### [Given passage]
===============

Steps were out of the question. Instead, a brisk walk to the far end of the platform. Across the tracks, gingerly picking a path amongst numerous shards of glass, mostly concealed amongst the sprawling vegetation. Small thorns ensnaring themselves in my socks, scratching against my ankles.

Another four berth cabin, a young woman called Naday. Four hours to Sayozek, arriving just after midnight, with little prospect of sleep before then. A few children rushing about, shouting excitedly, their parents too weary in the heat and humidity to intervene. Others lay about limply, the occasional futile effort at fanning themselves with whatever lay to hand.

After a while the guard appeared, insistent that all the windows be closed so the air conditioning might work. Chances seemed slim, judging by the state of the rolling stock and the grumblings from the other passengers. Conditions soon became oppressive, the guard by now flaked out on his own bunk, the windows were quickly re-opened. I’d be gone in a few hours.


Rough sleeping

June 15th, 2010

He’d smiled. Understood what I’d muttered quietly in English when yet another person had tried to push in. Lost on the culprit. We’d picked the wrong ticket queue, but in the heat were resigned to a long wait rather than start afresh at another window.

Earlier I’d decided I’d take a train to get clear of Almaty, heading north as far as the town of Saryozek and the start of the run through the mountains east to the Chinese border. An unavoidable necessity to help ensure I made the crossing before my entry visa became invalid. I’d be arriving after midnight and was reckoning on sleeping in the station until first light. Around five am.

I’d then push east through the mountain passes, up to about five thousand feet, aiming to cover the one hundred and forty miles to the border in about thirty hours. I’d wild camp along the way so I could make the most of the cool mornings and late evenings. Plan was to cross into China the next morning, leaving myself a day spare. But first I needed to get the rail ticket…..


Night train to Lugovoy

June 8th, 2010

Carriage five. Berth thirteen. The night train to Lugovoy. Close to midnight, the doors of most of the cramped four berth compartments remained open. Groups of young men, families, older couples, all ethnic Kazakhs. Sat on their bunks chatting quietly, a few sprawled out, attempting to rest under the harsh electric light. Small window tables piled up with mugs of tea, flat breads, salamis and boiled eggs. Pungent aromas on such a warm night.

The attendant had at first seemed suspicious of me, carefully checking my ticket as I’d sought to board the train at Turkistan. Once satisfied I’d found the right carriage, he’d helpfully indicated that if I could turn my handlebars out of the way, I could secure my bicycle in the narrow passageway right outside my own shared compartment.

My companions were two men who appeared to be travelling together. Quiet murmurings as I carefully stowed my panniers in the little space available. But then, with the appearance of my phrase book, the offer of tea and eggs. I declined politely, explaining I’d already eaten, instead showing them a small card explaining, in Russian, my venture. Was I going to Afghanistan? No, I said, I preferred to take my chances in Bishkek. They didn’t seem to think that was a good idea either.

By the morning they were gone, a young woman now occupying the bunk next to mine. Sound asleep, her face obscured by a clean white sheet. Ethnic Russian I thought. Outside, mostly gently rolling grasslands, patches of cultivated fields. Overcast, rain drops streaming diagonally down the windows. The occasional glimpse of mountains to the south, the border with the Kyrgyz Republic.

===============

Dataset entries:
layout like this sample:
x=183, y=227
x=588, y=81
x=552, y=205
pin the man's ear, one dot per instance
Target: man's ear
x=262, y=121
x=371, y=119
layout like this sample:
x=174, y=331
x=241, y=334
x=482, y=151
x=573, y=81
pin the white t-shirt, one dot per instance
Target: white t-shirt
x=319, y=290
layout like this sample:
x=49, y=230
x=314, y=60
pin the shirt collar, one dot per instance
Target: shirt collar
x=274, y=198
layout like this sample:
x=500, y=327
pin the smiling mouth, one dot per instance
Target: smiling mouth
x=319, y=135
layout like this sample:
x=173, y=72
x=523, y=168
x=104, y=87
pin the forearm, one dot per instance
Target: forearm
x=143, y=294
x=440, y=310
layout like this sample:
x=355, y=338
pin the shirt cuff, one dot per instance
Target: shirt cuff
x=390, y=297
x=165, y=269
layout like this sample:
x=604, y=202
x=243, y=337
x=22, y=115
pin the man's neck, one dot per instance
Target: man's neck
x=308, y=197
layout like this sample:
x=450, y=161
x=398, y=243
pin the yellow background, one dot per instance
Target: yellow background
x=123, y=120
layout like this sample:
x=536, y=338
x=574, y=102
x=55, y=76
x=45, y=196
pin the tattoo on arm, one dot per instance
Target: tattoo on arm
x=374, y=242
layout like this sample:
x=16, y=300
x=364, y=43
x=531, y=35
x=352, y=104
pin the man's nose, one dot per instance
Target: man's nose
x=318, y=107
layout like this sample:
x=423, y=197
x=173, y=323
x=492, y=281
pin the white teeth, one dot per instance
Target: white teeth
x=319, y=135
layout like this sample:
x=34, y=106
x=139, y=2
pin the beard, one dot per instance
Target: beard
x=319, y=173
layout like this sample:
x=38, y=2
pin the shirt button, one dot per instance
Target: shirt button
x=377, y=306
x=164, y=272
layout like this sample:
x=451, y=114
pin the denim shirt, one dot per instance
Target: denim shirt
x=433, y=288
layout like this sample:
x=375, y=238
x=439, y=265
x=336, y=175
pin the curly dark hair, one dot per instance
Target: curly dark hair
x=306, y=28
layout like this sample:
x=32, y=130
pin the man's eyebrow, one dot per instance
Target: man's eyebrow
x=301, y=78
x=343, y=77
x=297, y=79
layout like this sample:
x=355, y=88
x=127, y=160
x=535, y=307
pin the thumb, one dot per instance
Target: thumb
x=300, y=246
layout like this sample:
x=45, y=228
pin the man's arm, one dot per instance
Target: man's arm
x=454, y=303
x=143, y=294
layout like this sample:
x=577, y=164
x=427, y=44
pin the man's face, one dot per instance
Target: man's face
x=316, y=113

===============

### [Exercise details]
From the travel journal, quote the passage starting at "Rough sleeping" up to and including "Around five am.". Work only from the travel journal.

### [Answer]
Rough sleeping

June 15th, 2010

He’d smiled. Understood what I’d muttered quietly in English when yet another person had tried to push in. Lost on the culprit. We’d picked the wrong ticket queue, but in the heat were resigned to a long wait rather than start afresh at another window.

Earlier I’d decided I’d take a train to get clear of Almaty, heading north as far as the town of Saryozek and the start of the run through the mountains east to the Chinese border. An unavoidable necessity to help ensure I made the crossing before my entry visa became invalid. I’d be arriving after midnight and was reckoning on sleeping in the station until first light. Around five am.